Provided material
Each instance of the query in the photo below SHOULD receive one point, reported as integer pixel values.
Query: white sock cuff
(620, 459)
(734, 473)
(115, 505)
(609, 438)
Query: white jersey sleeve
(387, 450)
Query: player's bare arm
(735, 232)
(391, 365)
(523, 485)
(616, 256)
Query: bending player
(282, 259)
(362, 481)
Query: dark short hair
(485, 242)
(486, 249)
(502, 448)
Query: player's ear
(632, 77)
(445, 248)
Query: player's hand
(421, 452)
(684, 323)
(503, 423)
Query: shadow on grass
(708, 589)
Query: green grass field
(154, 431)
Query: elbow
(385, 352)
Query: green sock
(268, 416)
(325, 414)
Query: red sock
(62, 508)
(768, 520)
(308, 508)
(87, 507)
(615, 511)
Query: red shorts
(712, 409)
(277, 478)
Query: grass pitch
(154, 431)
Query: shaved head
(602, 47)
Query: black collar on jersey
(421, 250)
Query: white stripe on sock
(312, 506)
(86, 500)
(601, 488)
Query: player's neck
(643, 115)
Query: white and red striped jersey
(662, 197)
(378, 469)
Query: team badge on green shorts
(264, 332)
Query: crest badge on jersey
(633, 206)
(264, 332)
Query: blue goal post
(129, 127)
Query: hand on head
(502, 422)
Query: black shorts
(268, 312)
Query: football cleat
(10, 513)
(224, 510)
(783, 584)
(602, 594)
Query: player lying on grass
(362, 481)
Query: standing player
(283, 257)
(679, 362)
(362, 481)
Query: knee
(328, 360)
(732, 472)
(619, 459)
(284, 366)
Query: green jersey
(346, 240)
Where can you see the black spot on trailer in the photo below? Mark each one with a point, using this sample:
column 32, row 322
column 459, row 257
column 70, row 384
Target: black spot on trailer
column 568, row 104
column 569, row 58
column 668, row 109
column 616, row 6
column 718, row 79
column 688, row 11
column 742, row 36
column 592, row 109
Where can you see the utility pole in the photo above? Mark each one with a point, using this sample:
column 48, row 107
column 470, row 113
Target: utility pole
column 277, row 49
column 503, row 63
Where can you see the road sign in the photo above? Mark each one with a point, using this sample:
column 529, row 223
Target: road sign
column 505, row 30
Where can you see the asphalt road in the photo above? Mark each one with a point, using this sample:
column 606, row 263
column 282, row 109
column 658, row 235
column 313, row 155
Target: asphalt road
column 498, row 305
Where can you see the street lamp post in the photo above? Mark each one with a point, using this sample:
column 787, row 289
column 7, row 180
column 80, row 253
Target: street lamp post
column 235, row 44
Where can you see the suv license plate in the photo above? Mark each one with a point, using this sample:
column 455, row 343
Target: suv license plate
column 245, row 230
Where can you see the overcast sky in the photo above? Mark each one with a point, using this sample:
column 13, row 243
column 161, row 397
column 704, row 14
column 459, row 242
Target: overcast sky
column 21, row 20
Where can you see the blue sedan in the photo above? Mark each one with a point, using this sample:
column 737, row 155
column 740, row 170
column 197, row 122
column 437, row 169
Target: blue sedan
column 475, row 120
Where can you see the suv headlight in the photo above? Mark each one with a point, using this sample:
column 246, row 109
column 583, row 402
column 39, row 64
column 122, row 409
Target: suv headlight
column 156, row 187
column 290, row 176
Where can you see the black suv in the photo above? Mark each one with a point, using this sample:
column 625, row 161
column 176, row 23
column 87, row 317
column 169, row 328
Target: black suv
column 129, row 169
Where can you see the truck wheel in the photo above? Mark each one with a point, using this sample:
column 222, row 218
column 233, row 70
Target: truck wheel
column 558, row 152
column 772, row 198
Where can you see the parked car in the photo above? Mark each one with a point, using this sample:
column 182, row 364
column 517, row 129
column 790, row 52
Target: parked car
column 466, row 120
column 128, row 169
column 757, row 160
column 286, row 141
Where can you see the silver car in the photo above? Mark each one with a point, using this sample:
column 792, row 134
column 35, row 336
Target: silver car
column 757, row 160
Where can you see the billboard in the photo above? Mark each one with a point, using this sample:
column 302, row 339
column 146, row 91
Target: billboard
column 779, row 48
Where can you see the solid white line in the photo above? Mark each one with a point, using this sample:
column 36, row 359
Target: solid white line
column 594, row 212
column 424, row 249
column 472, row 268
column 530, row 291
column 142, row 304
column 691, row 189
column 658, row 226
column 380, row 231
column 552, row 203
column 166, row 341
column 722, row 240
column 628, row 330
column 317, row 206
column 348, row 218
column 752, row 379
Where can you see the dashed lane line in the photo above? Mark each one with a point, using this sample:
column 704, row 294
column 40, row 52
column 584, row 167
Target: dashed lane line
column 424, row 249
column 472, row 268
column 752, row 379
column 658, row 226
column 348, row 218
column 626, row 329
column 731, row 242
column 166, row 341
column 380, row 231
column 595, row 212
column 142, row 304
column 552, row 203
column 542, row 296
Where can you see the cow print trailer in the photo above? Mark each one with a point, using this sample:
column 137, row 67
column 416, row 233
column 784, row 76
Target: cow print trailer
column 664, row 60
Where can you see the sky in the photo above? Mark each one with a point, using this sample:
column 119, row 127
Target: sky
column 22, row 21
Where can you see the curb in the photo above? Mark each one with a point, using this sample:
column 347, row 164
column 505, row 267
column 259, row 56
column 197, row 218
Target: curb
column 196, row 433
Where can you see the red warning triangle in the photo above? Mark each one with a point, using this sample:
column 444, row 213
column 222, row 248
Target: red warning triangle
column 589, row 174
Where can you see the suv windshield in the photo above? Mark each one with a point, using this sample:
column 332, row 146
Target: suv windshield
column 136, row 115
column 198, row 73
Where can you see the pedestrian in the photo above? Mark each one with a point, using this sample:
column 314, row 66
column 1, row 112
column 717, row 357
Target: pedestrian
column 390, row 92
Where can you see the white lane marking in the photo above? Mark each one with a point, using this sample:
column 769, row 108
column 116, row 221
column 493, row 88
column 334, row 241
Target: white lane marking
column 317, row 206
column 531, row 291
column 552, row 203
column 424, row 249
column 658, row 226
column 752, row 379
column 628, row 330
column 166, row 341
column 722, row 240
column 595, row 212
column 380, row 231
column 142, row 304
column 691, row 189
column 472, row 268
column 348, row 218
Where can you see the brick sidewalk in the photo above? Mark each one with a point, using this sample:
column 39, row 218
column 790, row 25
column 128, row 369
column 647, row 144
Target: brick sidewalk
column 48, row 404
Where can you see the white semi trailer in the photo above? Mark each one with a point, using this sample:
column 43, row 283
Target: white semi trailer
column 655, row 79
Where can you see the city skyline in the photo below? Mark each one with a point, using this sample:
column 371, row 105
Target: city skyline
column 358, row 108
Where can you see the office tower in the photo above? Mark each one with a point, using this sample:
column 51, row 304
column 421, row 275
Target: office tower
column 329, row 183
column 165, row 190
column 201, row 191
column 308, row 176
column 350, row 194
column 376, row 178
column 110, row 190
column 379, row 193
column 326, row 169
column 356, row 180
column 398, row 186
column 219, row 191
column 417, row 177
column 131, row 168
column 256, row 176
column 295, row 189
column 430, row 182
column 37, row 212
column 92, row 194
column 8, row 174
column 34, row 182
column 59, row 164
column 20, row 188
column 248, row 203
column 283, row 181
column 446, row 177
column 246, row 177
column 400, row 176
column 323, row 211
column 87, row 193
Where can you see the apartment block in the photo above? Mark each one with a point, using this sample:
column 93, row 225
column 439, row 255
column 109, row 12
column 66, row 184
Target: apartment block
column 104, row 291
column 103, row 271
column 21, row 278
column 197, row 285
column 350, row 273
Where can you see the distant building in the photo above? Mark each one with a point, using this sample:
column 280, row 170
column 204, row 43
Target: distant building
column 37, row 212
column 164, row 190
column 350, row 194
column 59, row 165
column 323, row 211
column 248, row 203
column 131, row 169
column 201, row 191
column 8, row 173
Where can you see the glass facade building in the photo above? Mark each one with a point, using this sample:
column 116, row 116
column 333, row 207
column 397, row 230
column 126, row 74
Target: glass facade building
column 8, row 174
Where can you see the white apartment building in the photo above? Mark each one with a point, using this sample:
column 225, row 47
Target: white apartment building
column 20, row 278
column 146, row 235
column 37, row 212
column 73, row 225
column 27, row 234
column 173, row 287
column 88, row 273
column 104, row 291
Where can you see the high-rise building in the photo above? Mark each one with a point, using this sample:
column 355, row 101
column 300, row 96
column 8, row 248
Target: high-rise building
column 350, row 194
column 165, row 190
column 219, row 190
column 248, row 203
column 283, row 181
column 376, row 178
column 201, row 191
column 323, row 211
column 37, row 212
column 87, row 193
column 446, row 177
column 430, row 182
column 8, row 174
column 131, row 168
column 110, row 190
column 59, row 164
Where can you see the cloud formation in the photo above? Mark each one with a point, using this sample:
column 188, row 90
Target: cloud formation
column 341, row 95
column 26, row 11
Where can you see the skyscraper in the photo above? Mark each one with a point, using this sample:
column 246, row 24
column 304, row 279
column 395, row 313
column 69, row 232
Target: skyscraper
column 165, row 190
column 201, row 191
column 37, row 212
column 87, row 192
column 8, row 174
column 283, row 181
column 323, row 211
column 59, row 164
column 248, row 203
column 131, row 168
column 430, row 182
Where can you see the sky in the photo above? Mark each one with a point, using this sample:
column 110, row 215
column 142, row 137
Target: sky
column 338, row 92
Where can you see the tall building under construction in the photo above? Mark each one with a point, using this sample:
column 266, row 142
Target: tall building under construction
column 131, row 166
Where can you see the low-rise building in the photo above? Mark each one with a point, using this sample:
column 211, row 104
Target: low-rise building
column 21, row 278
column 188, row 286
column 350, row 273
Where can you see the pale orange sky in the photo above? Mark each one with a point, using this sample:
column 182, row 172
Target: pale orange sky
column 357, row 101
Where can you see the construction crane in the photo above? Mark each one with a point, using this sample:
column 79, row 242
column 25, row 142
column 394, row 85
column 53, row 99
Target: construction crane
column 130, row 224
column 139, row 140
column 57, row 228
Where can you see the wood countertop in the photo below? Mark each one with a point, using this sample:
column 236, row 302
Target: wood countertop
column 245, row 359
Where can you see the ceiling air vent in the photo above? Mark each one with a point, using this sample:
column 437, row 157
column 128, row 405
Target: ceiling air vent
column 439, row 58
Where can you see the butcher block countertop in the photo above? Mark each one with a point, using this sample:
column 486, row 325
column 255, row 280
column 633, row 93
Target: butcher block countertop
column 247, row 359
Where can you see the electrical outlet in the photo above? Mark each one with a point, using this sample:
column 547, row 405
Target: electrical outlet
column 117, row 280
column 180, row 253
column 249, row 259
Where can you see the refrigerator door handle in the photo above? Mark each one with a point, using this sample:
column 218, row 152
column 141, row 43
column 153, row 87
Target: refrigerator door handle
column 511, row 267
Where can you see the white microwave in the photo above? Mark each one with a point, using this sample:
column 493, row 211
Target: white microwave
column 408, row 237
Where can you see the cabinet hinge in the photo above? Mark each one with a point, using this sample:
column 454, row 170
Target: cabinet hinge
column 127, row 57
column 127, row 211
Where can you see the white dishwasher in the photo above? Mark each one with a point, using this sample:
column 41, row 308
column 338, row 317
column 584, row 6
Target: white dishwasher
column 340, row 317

To do
Reproduce, word for word, the stretch of the listing from the line containing "Where can you see the suv windshield" through the line containing "column 655, row 79", including both of those lines.

Correct result
Where can you see the suv windshield in the photo above? Mark each one with a point, using this sample:
column 332, row 146
Target: suv windshield
column 136, row 115
column 198, row 73
Where can you see the pedestrian in the photo above? Mark each one with a point, using this sample:
column 314, row 66
column 1, row 112
column 717, row 357
Target: pedestrian
column 390, row 92
Where can you see the white lane marking in the photo above? Mark each one with a point, using this sample:
column 769, row 108
column 116, row 221
column 493, row 88
column 334, row 241
Target: white lane marking
column 317, row 206
column 531, row 291
column 552, row 203
column 424, row 249
column 658, row 226
column 752, row 379
column 628, row 330
column 166, row 341
column 722, row 240
column 595, row 212
column 380, row 231
column 142, row 304
column 691, row 189
column 472, row 268
column 348, row 218
Where can you see the brick sidewalk in the photo above? Mark each one with a point, using this sample:
column 39, row 218
column 790, row 25
column 128, row 369
column 647, row 144
Target: brick sidewalk
column 48, row 404
Where can you see the white semi trailer in the photo above? Mark each one with a point, using this sample:
column 43, row 283
Target: white semi trailer
column 655, row 79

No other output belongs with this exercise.